[Outline labeling records]
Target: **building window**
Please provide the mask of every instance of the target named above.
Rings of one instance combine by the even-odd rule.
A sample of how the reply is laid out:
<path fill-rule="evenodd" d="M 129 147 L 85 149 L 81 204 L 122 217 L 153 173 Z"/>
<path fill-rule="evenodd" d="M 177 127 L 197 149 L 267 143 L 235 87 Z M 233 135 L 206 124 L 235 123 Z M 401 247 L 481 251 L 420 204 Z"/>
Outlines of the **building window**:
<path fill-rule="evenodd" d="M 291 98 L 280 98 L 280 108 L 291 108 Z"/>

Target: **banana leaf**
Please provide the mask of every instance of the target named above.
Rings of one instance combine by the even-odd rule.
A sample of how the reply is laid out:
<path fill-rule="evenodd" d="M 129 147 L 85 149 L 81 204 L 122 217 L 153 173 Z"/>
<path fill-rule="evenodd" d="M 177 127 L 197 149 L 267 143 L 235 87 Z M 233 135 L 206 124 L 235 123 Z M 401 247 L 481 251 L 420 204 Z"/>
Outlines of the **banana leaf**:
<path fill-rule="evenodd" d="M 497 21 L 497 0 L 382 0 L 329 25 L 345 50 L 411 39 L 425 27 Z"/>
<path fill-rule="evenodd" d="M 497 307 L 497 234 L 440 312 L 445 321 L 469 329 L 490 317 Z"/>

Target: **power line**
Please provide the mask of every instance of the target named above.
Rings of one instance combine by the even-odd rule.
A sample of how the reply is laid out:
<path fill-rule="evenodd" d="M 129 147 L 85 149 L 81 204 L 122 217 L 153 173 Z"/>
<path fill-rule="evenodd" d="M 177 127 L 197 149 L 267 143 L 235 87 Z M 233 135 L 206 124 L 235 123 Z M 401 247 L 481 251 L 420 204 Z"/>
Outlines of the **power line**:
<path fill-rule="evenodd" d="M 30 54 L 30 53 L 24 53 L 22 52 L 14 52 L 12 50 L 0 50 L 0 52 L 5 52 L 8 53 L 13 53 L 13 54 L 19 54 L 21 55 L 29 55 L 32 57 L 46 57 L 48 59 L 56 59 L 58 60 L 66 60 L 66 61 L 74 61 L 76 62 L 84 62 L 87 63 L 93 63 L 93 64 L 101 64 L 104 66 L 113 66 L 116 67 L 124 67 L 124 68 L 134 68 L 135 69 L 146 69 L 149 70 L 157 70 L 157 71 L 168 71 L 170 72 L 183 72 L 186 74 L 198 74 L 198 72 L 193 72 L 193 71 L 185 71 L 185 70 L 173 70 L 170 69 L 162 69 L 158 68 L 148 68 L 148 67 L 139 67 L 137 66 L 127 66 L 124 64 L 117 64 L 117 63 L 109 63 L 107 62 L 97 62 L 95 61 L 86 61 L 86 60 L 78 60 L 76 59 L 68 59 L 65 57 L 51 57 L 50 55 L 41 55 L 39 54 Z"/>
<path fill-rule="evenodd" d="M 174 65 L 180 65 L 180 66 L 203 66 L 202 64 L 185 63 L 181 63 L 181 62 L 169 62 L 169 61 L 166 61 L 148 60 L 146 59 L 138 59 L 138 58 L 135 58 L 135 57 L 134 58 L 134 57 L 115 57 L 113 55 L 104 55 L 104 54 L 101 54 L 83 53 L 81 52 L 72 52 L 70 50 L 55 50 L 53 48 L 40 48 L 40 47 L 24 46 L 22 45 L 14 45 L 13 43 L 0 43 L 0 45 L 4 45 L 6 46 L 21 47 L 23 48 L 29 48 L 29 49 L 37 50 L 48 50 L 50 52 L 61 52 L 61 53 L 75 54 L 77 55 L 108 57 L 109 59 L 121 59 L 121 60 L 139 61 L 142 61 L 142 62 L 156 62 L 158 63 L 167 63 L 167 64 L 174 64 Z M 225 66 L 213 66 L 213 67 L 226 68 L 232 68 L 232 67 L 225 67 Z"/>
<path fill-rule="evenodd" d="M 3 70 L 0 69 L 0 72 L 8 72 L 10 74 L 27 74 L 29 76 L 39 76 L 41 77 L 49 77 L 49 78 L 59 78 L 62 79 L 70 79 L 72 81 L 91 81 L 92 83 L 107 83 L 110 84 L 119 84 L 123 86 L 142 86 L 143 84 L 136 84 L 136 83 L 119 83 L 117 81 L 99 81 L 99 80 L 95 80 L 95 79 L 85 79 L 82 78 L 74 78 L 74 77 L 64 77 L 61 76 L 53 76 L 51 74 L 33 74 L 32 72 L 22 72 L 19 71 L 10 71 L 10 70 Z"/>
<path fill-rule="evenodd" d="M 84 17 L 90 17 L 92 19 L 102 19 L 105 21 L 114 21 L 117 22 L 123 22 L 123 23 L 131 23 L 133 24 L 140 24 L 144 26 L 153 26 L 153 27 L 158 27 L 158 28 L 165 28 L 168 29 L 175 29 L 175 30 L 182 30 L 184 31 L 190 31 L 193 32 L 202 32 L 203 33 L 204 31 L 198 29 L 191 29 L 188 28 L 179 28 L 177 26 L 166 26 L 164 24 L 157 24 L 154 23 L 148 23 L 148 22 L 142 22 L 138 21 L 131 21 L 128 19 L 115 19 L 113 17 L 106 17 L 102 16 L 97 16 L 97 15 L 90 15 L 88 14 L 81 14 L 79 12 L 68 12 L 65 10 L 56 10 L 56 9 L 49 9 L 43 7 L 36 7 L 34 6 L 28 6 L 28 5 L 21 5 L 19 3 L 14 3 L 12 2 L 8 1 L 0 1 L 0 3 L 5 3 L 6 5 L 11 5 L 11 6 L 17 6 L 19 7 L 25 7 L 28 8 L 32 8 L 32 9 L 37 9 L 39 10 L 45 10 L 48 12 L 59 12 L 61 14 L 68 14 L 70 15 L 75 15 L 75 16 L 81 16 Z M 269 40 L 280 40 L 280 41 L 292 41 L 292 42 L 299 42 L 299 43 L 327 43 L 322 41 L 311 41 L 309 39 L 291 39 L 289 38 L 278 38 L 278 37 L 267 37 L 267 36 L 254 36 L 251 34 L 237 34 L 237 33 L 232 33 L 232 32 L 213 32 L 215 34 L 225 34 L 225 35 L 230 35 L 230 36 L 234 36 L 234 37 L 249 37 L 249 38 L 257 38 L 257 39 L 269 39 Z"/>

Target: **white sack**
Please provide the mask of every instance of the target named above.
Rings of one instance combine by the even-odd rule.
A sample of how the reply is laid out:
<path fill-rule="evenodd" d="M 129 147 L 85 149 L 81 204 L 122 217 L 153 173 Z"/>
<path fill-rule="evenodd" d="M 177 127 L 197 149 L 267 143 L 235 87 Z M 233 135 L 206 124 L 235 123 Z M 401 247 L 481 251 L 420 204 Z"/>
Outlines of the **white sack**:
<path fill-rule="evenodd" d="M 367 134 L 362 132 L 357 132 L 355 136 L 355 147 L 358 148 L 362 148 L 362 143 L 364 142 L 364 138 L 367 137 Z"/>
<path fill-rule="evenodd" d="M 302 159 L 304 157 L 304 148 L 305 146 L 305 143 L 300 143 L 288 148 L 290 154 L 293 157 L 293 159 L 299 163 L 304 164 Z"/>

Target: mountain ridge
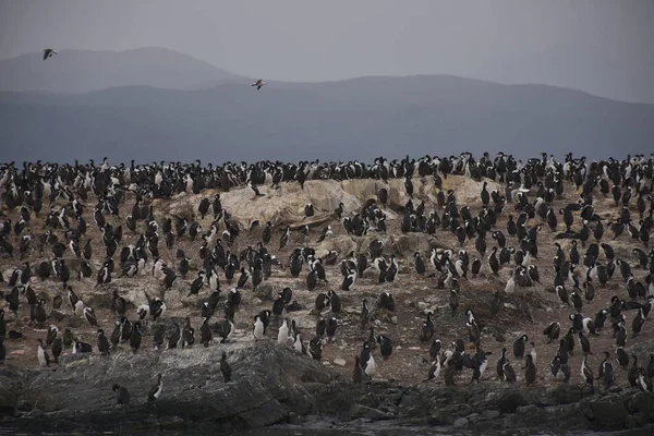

= Your objective =
Can you express the data, from its first line up to and including the line that contains "291 98 L 280", as a Markdown table with the columns n and Line, one row per line and no blank lines?

= The result =
| n | Line |
|---|---|
| 1 | Target: **building window** |
| 2 | Please provide the mask of every instance of the target named above. |
| 3 | Rings of one instance combine by the even-odd rule. |
| 4 | A sample of how the reply is laid out: |
| 5 | <path fill-rule="evenodd" d="M 129 147 L 85 149 L 81 204 L 122 217 L 153 173 Z"/> |
| 6 | <path fill-rule="evenodd" d="M 177 127 L 197 149 L 267 143 L 235 87 Z M 233 135 L 206 124 L 235 123 Z M 401 247 L 481 251 L 420 204 Z"/> |
| 7 | Outlines of the **building window**: |
| 8 | <path fill-rule="evenodd" d="M 291 98 L 280 98 L 280 108 L 291 108 Z"/> |